§ **Exercise details**:
Every entry must be duplicated precisely as written.

--*--

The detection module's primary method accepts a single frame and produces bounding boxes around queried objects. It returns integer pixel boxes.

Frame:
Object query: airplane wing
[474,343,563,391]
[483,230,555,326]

--*--

§ **Solved exercise**:
The detection module's primary method accepts a single frame and produces bounding boxes around queried objects. It returns integer pixel boxes.

Frame:
Object query: airplane wing
[474,343,563,391]
[483,230,555,326]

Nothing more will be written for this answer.